Vivian Wyler, gerente editorial da Rocco, diz que passam de 150 os originais que chegam por mês à editora. A Rocco não veta os que chegam em papel, mas exige que todos venham gravados em CD - se o autor quiser mandar a impressão em anexo, fica por conta dele. "E, vou te dizer uma coisa, 98% dos livros. logo nas primeiras páginas, senão na carta de apresentação, você vê que não é um livro de verdade. Não falo nem de regras gramaticais, e sim de um mínimo de estilo, de consciência literária", diz Izabel Aleixo, ex-diretora editorial da Nova Fronteira, que acaba de assumir cargo na Paz e Terra. Isso faz com que bons livros se percam na montanha de aspirações literárias. E é aí que entra a recomendação. Não porque vá privilegiar alguém, mas porque permite a triagem.

Mas nem todos são adeptos da fidelidade. Elvira Vigna, ao terminar O Assassinato de Bebê Martê, abriu um catálogo do Snel (sindicato dos editores) e mandou uma cópia do romance a cada editora cujos nome reconheceu. Em menos de um mês, recebeu a resposta de uma das melhores do País, a Companhia das Letras. Nelson de Oliveira também mandou seus contos de estreia para cerca de 20 editoras, mas precisou esperar oito anos, ganhar um prêmio, o Casa de Las Americas, e ser recomendado por um dos jurados, Rubem Fonseca, para publicar pela mesma casa Naquela Época Tínhamos um Gato>. Hoje, voltou a publicar por pequenas editoras: "Não há mais muita diferença. Em geral, as pequenas se profissionalizaram." Ignácio de Loyola Brandão, que mandou cópias de seu Depois do Sol para 13 editoras, recebeu cartas padrões de quase todas e uma que não esqueceu, da Civilização Brasileira: "O autor escreve como quem mija." "Achei até que era elogio, mijar é um ato natural", conta. Acabou sendo publicado logo pela Brasiliense - e o editor Caio Graco, lembra Ignácio, aceitou a obra sem nem fazer reparos de edição.

Autores falam sobre o primeiro livro

"Já na Ateliê (de médio porte), com o Angu de Sangue, em 2000, minha vida literária mudou. Fui bastante resenhado, divulgado. Não sou desses que ficam com a bunda na cadeira, reclamando de editor"

§ Entradas de dados
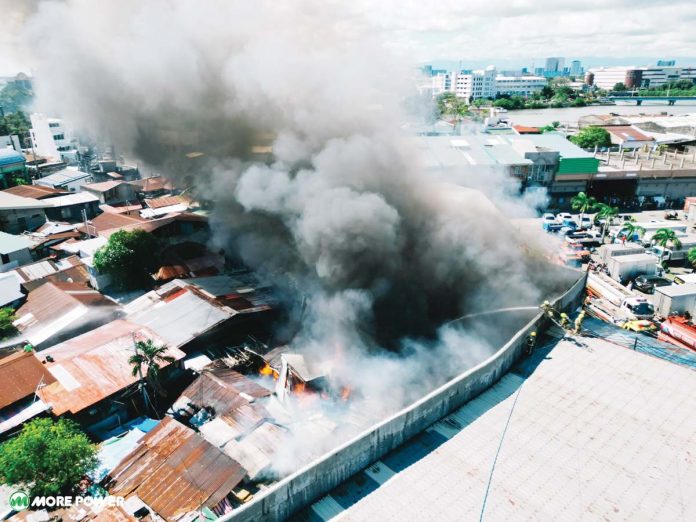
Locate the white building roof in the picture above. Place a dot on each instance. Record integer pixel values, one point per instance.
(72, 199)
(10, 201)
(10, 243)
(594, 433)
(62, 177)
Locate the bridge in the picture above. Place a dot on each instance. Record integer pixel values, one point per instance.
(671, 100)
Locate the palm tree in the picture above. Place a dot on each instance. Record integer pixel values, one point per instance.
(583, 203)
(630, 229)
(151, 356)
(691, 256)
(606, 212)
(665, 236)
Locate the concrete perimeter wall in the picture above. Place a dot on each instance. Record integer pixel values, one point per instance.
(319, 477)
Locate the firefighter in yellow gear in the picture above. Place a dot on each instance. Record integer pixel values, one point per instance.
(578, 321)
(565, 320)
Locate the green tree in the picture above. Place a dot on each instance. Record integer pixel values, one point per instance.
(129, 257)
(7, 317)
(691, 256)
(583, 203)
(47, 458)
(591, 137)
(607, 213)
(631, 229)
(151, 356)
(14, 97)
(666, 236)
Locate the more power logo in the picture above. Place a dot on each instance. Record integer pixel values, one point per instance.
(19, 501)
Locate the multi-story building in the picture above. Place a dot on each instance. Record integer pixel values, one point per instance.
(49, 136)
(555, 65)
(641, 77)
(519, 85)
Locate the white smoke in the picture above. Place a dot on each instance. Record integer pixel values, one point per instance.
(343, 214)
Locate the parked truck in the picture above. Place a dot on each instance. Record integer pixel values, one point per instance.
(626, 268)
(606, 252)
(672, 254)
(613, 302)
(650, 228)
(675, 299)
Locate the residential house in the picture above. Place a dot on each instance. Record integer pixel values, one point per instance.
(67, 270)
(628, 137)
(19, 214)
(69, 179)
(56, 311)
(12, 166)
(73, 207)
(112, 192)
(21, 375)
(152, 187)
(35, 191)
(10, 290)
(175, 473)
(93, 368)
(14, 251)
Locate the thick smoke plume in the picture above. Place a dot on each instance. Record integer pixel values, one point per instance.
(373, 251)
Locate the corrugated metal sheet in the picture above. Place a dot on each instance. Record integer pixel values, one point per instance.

§ Exercício breve A
De acordo com o texto sobre autores estreantes e editoras, quantos originais chegam por mês à Rocco?
§ Exercício breve B
Redija a continuação do texto sobre autores estreantes e editoras, começando logo após a última frase apresentada.

§ Resposta A
Mais de 150 originais por mês.

§ Resposta B
Marcelino Freire

"As pessoas olham diferente para um livro da Companhia das Letras, por exemplo. Se fica mais fácil? Creio que sim. Mas não acho que no Brasil publicar seja problema. Isso é fácil. Difícil é vender"
Antonio Prata

"Aprendi que as pessoas não querem palpite nem sugestões, querem endosso e apadrinhamento. Qualquer restrição ou dica, por mínima que seja, é vista como ofensa e se ganha um desafeto"
Ana Maria Machado

"A passagem da Revan (de pequeno porte) para a Nova Fronteira não significou nada. Meu desempenho de público até piorou. Tanto que a Nova Fronteira não quis um segundo livro meu"
Alberto Mussa

"Aquele era o meu livro, era o livro possível, e se o editor fosse mais invasivo a obra não seria tão autêntica. Prefiro caminhar com as minhas próprias pernas e aprender com os meus próprios erros"
Adriana Lisboa

"A gente também passa a fazer outros trabalhos: textos de prosa e ficção para jornais, orelhas de livros, palestras. Para isso, é imprescindível ser publicado por uma grande editora, é evidente"
Cintia Moscovich

"Editoras grandes ajudam sobretudo em distribuição e divulgação, mas é precipitado dizer que necessariamente trazem mais público. Nada impede que isso seja alcançado em publicação independente"
Daniel Galera

"Quem leu (o primeiro livro que escrevi) achou péssimo e tive de concordar antes de enviar a qualquer editora. Mas todo livro é o primeiro. Já tive livros recusados depois de publicar o primeiro"
Bernardo Carvalho

"(A indicação) facilita o acesso à editora, mas não garante a publicação. É lenda achar que, por conhecer o autor ou ser amigo de alguém de seu círculo, o editor vai publicar o livro"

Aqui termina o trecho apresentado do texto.